# PAGE EXCERPT:
┄┄┄┄┄┄┄┄┄┄┄┄┄┄┄┄┄┄┄┄

# Looking for breeder in Midwest: WI ~ MN ~MI ~ IL



## KatieH (Apr 24, 2020)

We live in East Central Wisconsin and would like to find a reputable Havanese breeder. Summer would be ideal because I'm a teacher and will be home all day (thanks to Covid19, we're already home all day!), but I realize I might be too late for that. 

We hadn't put our names on a waiting list earlier because we had an elderly dog in the house, and we didn't want to disturb her peaceful life with an energetic puppy...we thought we had at least a couple more years with her. She recently died unexpectedly, so now we are seeking a puppy (or a young adult).

Would you please let me know of breeders in the midwest region who I could contact?


----------



## 31818 (Oct 29, 2014)

BUMP

Ricky's Popi


----------



## 31818 (Oct 29, 2014)

Okay, @KatieH since members from your area are not responding, let me try to help from afar. I think a lot of HF members are distracted with this C-19 virus right now. I know @ShamaMama is a good source for you in Minn, but she is a teacher and has her hands full right now trying to teach her students over the Internet. A good source to find a good breeder is the Havanese Club of America Breeder Directory: https://www.havanese.org/breeder-directory There are several breeders listed in the area you are searching, but please read the disclaimer by HCA. HCA is NOT recommending these breeders and you, the buyer, need to interview them carefully. I believe the breeders listed pay a fee to HCA to be in the directory. Many good breeders don't want to pay this fee to be listed because all their litters sell out before they are whelped. However I know a couple of the breeders on the list (unfortunately not in your area) and they are excellent. For example, TigerLily Havanese in Texas, where Ricky was whelped, and he has turned out to be an excellent example of the breed - strong, sturdy, healthy, and intelligent with no behavioral problems other than being a mischief maker (nothing serious) which makes him so much fun. Look at Ricky's avatar picture on the left, you can see that typical devilish look in his eyes! >

Be sure to read the HCA site thoroughly. They have great information there, particularly about questions to ask a prospective breeder. Once you have done your homework, get back to us and ask about specific breeders you are considering. Often HF members will have heard about them, somewhere.

Ricky's Popi


----------



## KatieH (Apr 24, 2020)

Thank you so much for the response and information. I've been feeling discouraged to get no replies. I am very sympathetic to ShamaMama's situation...I am also a teacher (high school math)!

I have looked at the HCA breeder list, and there are only two listed in MN, none in Wisconsin. I do have some breeders to ask about that I found just by Googling (and from the AKC Marketplace list), but I was hesitant to name them here. I wasn't sure if it was allowed. I haven't been able to determine if one of the breeders I found in MN was actually ShamaMama.

Whispering Water Havanese (Bloomington, MN)
Peluito Havanese (Hastings, MN)
Windhaven Havanese (Juneau, WI)

┄┄┄┄┄┄┄┄┄┄┄┄┄┄┄┄┄┄┄┄

# Point-per-instance localization records:
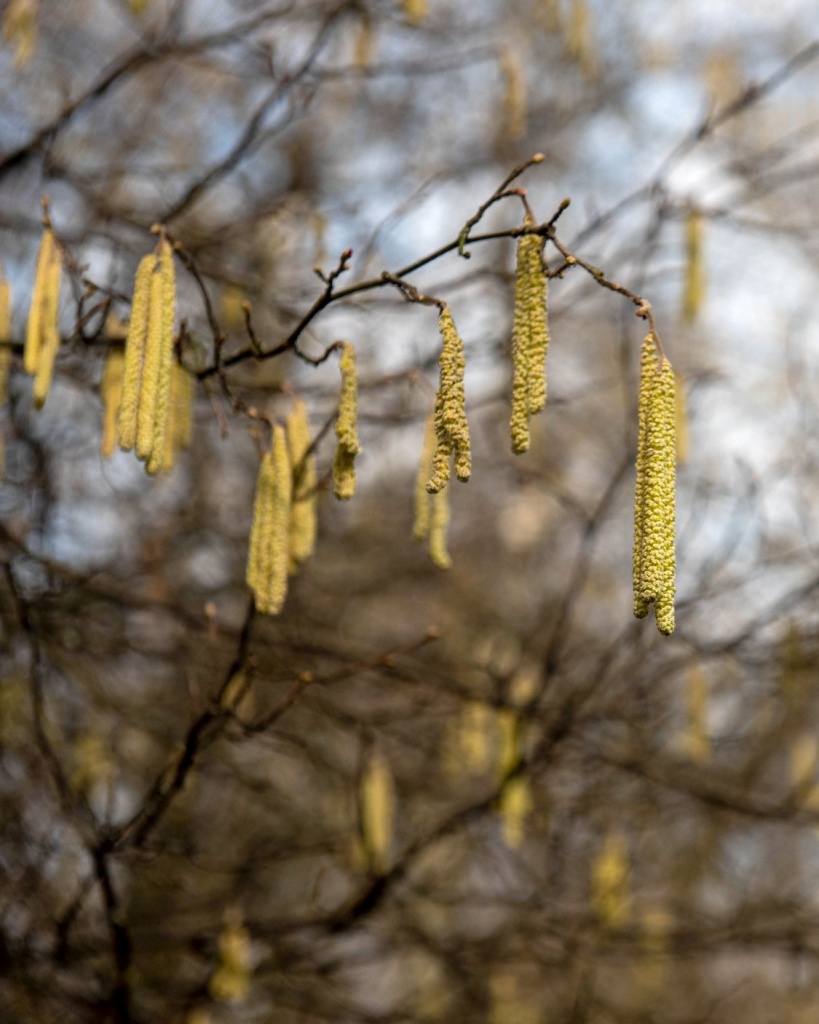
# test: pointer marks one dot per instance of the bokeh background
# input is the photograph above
(479, 795)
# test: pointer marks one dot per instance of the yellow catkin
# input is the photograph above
(162, 436)
(267, 557)
(230, 981)
(579, 41)
(346, 427)
(135, 353)
(416, 10)
(111, 393)
(19, 30)
(377, 809)
(431, 511)
(694, 288)
(514, 111)
(34, 333)
(451, 428)
(5, 336)
(49, 329)
(654, 564)
(148, 388)
(516, 803)
(529, 338)
(610, 895)
(697, 742)
(364, 42)
(303, 513)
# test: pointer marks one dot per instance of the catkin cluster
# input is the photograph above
(145, 408)
(432, 511)
(42, 333)
(5, 349)
(303, 513)
(346, 427)
(654, 492)
(529, 338)
(268, 556)
(451, 429)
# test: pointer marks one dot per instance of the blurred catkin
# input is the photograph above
(654, 491)
(111, 393)
(303, 513)
(346, 427)
(377, 810)
(431, 511)
(47, 322)
(267, 557)
(451, 428)
(529, 338)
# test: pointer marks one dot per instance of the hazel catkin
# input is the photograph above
(346, 427)
(654, 491)
(267, 557)
(451, 428)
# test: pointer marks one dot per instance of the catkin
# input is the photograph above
(267, 558)
(111, 393)
(529, 338)
(303, 513)
(377, 810)
(654, 491)
(162, 437)
(49, 329)
(431, 511)
(5, 337)
(346, 427)
(134, 353)
(451, 428)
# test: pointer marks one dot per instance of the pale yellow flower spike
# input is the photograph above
(111, 393)
(610, 883)
(529, 339)
(49, 329)
(346, 427)
(378, 811)
(451, 428)
(267, 560)
(148, 389)
(416, 10)
(135, 352)
(162, 436)
(654, 564)
(303, 513)
(516, 803)
(5, 336)
(19, 29)
(694, 289)
(34, 331)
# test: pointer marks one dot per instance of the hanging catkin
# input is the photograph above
(111, 393)
(377, 797)
(654, 491)
(529, 338)
(451, 429)
(5, 336)
(147, 378)
(431, 511)
(42, 333)
(267, 557)
(346, 427)
(303, 513)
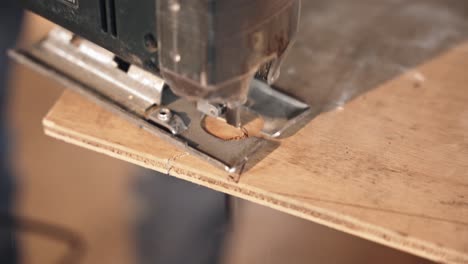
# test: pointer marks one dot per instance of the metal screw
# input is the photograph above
(164, 114)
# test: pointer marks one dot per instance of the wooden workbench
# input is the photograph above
(390, 166)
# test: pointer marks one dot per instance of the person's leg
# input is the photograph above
(180, 222)
(10, 19)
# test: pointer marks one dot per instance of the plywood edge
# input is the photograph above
(318, 215)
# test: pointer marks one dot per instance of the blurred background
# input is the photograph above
(110, 211)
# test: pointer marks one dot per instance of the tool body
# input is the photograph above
(169, 64)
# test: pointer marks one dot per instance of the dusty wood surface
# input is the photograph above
(391, 166)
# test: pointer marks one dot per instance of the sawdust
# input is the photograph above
(224, 131)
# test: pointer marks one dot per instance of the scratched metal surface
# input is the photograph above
(348, 47)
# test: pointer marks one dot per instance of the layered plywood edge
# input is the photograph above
(391, 166)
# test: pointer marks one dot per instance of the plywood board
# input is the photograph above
(390, 166)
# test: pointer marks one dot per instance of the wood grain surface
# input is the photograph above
(390, 166)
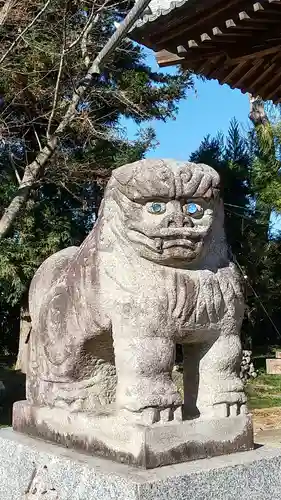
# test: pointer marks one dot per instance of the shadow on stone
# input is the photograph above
(12, 388)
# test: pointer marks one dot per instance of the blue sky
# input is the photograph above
(206, 110)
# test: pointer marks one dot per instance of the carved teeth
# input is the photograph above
(234, 410)
(178, 414)
(166, 415)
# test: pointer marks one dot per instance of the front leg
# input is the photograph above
(212, 384)
(144, 375)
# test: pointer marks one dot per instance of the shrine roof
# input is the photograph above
(237, 42)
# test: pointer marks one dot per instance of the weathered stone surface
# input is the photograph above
(273, 366)
(32, 469)
(155, 271)
(118, 438)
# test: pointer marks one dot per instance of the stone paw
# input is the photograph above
(149, 416)
(223, 410)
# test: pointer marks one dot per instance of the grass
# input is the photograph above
(263, 392)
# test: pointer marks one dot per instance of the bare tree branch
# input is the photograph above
(24, 31)
(33, 170)
(84, 39)
(5, 10)
(55, 100)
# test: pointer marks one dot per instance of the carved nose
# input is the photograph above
(188, 222)
(176, 220)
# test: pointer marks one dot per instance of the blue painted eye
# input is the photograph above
(156, 207)
(193, 209)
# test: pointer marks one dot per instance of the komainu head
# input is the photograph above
(169, 211)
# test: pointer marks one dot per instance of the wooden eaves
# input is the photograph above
(237, 42)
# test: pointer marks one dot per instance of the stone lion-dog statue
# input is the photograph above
(154, 272)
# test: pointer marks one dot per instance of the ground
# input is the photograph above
(264, 394)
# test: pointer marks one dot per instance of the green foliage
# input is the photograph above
(249, 174)
(37, 80)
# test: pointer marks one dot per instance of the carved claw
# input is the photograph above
(149, 416)
(223, 410)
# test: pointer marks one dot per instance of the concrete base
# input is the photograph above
(31, 469)
(116, 437)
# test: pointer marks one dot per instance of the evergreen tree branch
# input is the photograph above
(33, 170)
(18, 38)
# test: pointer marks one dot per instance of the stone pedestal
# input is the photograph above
(32, 469)
(148, 446)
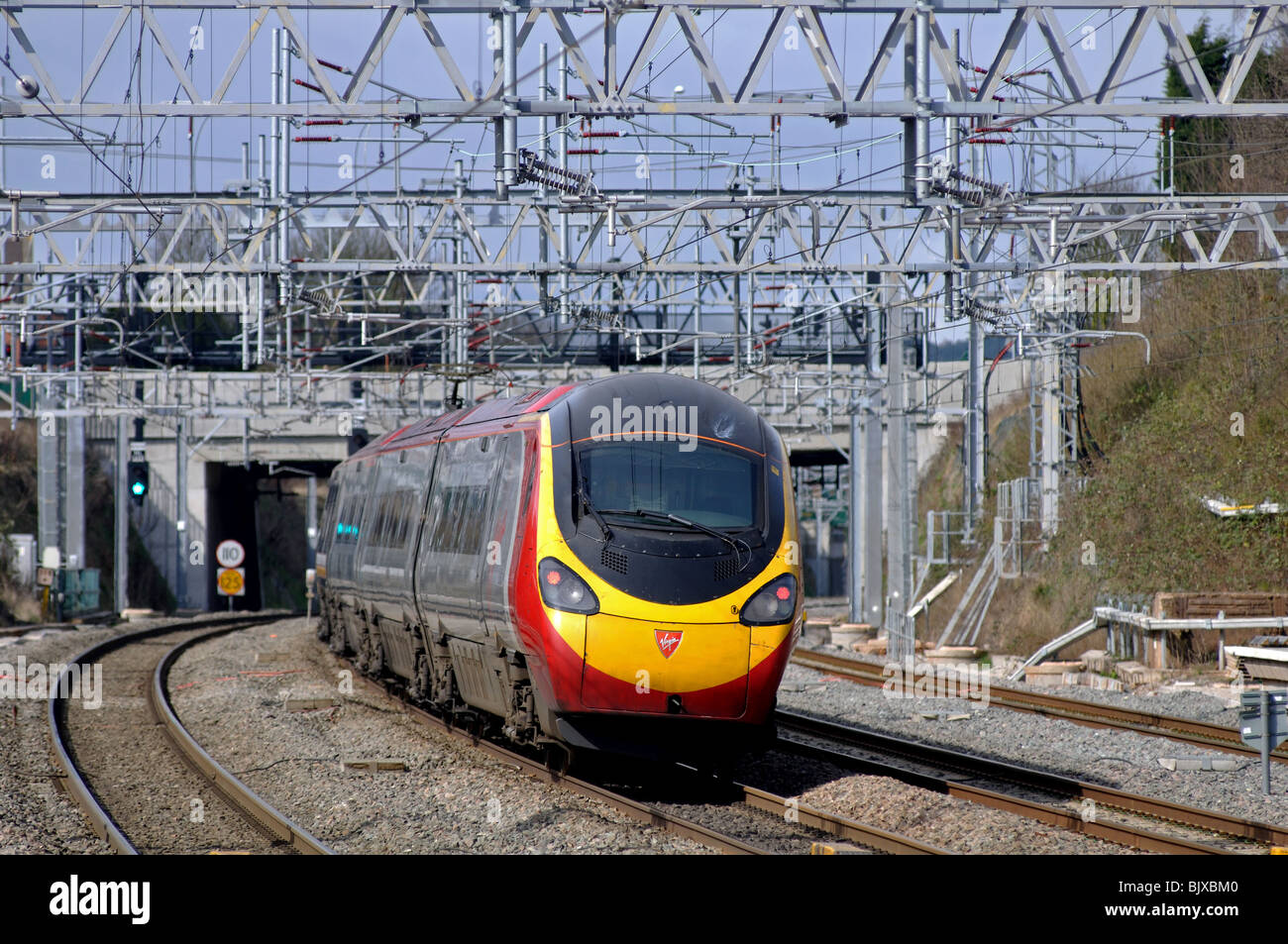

┄┄┄┄┄┄┄┄┄┄┄┄┄┄┄┄┄┄┄┄

# TASK DIRECTIONS:
From the Havanese breeder thread above, set down everything from "We live in East" down to "late for that.".

# COMPLETED EXERCISE:
We live in East Central Wisconsin and would like to find a reputable Havanese breeder. Summer would be ideal because I'm a teacher and will be home all day (thanks to Covid19, we're already home all day!), but I realize I might be too late for that.